*Exercise details*
In the passage about the week's events, where will the terrestrial robots line up?

*Exercise passage*
Despite that, precision medicine is finding fertile ground in Boston, with its preponderance of academic and professional medical weight. Kohane will join in debate with George Church, HMS professor of genetics and Wyss Institute synthetic biology platform lead, to champion and question the “Power and Promise of Precision Medicine.”

“Are we going to be able to use these various data types — everything from the social web to environmental monitoring down to clinical records and molecular characterization? Can we use that to better diagnose, prognosticate, and treat?” Kohane asked. “I think we have a critical mass of both expertise and data [in Boston] across researchers and citizen scientists and patients to be able to answer those questions faster than most.”

The week will also feature some cross-disciplinary pairings. Scientists will team up with businesspeople in “Engineering + Entrepreneurship: Making Robotics Fly” to demystify cutting-edge robotics through demonstration of seven robotic innovations.

As terrestrial robots line up at the Harvard Stadium, and unmanned aerial vehicles — drones, in common parlance — bob and weave faster than a quarterback on the run, experts will narrate the potential real-life applications of the technologies, touching on the policy, regulatory, and societal challenges that may arise in the wake of their introduction to a widespread market. Search and rescue and agriculture are just two everyday activities that could be dramatically transformed in the near future by the use of robotics. But the sky is the limit, perhaps literally.

A down-to-earth look at the potential and pitfalls of technology will come during a candid conversation between Harvard alumnus and Sony CEO Michael Lynton and Harvard Business Review Editor-in-Chief Adi Ignatius in “Sony After the Hack: Lessons in Leadership,” an exploration into the topic of cybersecurity and its role in the workplace.

“[Lynton] and others contend that Sony had as good protection as you could get,” said Ignatius. “I want to press him on that; I think every company should press itself on that. Is it possible to be impregnable, and, if not, what do you do? We’re all pretty concerned about our systems and whether they’re adequate, and this is a way to get into that.”

Harvard will host programming for curious learners, including those of smaller stature. During one of five events in Allston, the Harvard Ed Portal will be transformed into a pop-up ideas laboratory for kids when educators and researchers from the Harvard Graduate School of Education (HGSE), MIT Media Lab’s Lifelong Kindergarten Group, the Cambridge Public Schools, and the Lesley University Makerspace put on a “no holds barred” experimental makerspace. (A “makerspace” is a location where people can gather to share resources and knowledge to create, invent, tinker, explore, and discover, using a variety of tools and materials.)

*Information*

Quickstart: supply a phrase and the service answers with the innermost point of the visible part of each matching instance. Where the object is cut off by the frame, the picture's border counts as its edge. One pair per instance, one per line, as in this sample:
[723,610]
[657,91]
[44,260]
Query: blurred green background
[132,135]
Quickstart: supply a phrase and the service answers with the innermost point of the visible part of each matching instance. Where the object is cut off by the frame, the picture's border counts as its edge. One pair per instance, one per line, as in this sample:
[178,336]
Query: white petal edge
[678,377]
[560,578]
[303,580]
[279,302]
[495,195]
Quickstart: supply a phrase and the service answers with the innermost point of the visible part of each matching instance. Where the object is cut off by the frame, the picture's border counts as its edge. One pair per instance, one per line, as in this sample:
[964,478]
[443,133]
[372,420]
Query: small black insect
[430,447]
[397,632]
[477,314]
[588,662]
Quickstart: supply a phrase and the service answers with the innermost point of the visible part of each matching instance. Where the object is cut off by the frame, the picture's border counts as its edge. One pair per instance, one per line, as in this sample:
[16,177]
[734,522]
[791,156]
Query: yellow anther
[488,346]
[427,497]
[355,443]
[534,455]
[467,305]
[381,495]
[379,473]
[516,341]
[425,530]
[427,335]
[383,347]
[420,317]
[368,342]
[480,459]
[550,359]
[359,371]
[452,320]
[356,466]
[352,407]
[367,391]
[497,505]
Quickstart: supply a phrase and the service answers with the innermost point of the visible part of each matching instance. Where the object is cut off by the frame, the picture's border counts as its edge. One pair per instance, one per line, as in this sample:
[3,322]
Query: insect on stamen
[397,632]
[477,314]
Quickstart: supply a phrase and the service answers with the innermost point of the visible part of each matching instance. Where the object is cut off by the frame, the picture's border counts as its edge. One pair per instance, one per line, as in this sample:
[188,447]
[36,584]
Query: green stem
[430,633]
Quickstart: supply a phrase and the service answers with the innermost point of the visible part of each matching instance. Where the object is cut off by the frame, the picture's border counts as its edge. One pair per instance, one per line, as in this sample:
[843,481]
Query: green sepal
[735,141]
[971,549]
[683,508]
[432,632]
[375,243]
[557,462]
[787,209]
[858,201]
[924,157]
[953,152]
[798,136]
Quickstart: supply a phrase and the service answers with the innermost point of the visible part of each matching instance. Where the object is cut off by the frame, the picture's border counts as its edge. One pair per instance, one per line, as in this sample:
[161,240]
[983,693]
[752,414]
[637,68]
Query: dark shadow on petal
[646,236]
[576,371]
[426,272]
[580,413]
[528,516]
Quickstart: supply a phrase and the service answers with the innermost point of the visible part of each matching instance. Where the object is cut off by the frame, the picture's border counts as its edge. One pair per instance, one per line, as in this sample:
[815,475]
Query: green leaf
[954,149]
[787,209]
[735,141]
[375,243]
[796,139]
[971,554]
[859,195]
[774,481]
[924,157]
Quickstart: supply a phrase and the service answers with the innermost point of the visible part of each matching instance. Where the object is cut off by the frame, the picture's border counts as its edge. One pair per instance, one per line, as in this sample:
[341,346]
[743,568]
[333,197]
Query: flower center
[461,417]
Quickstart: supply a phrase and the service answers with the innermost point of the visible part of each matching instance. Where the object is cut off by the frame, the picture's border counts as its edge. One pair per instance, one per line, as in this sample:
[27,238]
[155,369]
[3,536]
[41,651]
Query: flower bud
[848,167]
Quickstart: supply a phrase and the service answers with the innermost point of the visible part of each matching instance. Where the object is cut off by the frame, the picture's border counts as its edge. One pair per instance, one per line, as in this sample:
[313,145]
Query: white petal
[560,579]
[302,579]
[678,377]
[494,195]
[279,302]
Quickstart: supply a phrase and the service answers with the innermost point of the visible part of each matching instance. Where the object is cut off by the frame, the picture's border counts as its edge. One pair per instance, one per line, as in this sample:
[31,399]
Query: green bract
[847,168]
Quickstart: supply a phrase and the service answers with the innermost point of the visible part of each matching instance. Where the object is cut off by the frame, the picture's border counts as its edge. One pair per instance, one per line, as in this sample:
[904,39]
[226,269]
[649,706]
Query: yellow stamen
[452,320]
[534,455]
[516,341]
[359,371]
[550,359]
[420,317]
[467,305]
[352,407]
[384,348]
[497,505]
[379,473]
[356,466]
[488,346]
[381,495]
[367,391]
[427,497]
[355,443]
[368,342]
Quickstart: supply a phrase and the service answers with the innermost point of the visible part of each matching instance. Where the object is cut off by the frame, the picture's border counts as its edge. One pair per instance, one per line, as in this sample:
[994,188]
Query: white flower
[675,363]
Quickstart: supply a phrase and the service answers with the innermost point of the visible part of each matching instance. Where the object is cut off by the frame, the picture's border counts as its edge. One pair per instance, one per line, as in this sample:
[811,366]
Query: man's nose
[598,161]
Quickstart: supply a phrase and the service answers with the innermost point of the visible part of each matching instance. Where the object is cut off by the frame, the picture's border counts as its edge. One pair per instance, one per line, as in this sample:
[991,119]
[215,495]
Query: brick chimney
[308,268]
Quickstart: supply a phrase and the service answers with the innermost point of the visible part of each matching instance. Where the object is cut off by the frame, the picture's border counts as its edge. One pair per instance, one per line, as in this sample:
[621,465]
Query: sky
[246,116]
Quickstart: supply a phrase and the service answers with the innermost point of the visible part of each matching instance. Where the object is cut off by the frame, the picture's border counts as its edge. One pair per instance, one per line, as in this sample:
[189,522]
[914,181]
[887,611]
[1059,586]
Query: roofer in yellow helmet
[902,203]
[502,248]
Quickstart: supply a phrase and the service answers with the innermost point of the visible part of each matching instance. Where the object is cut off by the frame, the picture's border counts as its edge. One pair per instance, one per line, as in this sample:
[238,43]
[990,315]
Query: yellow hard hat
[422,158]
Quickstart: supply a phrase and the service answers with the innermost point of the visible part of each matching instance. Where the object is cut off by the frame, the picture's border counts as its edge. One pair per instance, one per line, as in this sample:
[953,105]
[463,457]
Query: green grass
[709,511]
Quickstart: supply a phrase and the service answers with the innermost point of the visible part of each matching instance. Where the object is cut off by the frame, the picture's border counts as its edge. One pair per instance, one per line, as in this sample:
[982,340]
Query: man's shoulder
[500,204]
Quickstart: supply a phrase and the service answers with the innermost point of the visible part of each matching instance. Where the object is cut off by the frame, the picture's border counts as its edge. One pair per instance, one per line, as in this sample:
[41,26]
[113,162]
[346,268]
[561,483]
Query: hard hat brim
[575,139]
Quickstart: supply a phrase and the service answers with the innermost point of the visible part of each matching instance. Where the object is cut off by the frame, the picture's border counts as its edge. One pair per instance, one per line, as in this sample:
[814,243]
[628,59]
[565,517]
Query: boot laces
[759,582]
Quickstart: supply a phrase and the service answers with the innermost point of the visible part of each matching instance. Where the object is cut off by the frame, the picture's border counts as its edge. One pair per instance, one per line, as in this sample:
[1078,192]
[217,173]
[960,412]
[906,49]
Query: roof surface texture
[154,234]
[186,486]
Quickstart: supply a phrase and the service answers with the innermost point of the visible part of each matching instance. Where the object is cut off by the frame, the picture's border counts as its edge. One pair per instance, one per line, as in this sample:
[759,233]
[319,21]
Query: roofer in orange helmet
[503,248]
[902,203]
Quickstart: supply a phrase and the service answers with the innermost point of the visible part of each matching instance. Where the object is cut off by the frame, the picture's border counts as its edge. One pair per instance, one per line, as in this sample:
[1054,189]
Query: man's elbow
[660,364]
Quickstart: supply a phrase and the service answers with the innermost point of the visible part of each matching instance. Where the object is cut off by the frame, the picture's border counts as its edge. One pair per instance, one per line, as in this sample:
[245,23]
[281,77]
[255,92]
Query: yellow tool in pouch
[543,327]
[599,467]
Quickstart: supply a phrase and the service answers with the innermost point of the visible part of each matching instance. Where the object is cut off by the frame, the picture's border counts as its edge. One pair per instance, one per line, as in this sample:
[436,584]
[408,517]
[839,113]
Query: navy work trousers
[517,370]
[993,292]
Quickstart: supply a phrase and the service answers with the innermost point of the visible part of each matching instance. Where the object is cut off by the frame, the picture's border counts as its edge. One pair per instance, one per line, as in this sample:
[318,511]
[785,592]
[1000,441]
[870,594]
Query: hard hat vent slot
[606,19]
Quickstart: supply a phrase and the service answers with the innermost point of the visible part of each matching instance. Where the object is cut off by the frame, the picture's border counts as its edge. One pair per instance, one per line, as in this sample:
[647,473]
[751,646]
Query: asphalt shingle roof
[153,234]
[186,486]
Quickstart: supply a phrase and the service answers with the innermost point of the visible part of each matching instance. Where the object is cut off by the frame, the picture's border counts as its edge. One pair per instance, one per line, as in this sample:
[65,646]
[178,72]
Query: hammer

*Response*
At the Harvard Stadium.